### Work item
Where does the word "water" occur in the entries below? Copy every line that has it.

### Source data
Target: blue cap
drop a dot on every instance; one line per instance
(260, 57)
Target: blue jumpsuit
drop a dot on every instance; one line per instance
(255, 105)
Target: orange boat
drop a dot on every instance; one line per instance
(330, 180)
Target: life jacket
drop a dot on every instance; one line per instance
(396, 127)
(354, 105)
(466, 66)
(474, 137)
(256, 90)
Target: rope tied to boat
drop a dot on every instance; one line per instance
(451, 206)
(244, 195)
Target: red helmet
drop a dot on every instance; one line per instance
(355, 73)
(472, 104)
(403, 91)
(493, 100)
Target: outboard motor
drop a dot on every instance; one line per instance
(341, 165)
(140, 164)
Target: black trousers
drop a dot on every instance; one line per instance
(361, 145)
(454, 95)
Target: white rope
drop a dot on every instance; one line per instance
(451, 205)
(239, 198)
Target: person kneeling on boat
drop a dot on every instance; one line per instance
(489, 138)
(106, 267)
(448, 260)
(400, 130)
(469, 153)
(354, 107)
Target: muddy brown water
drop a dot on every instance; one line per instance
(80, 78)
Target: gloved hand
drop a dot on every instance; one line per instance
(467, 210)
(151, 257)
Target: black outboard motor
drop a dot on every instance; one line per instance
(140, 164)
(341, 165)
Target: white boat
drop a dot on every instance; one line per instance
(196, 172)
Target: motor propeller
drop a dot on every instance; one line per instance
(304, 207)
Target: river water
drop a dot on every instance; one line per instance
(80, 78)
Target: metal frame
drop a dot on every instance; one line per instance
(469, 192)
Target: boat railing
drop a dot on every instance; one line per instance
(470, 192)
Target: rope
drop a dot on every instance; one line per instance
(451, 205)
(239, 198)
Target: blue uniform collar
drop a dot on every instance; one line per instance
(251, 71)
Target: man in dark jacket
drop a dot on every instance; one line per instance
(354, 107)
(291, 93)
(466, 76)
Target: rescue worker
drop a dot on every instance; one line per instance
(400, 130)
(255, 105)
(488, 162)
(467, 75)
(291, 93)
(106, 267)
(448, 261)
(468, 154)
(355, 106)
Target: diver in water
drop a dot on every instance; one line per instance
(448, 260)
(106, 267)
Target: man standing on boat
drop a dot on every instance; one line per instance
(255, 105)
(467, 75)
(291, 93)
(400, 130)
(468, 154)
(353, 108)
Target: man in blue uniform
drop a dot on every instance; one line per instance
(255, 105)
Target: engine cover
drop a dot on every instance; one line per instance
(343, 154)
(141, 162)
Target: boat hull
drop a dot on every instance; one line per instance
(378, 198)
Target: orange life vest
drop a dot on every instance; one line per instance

### Result below
Target: muddy brown water
Target: river water
Target: diver in water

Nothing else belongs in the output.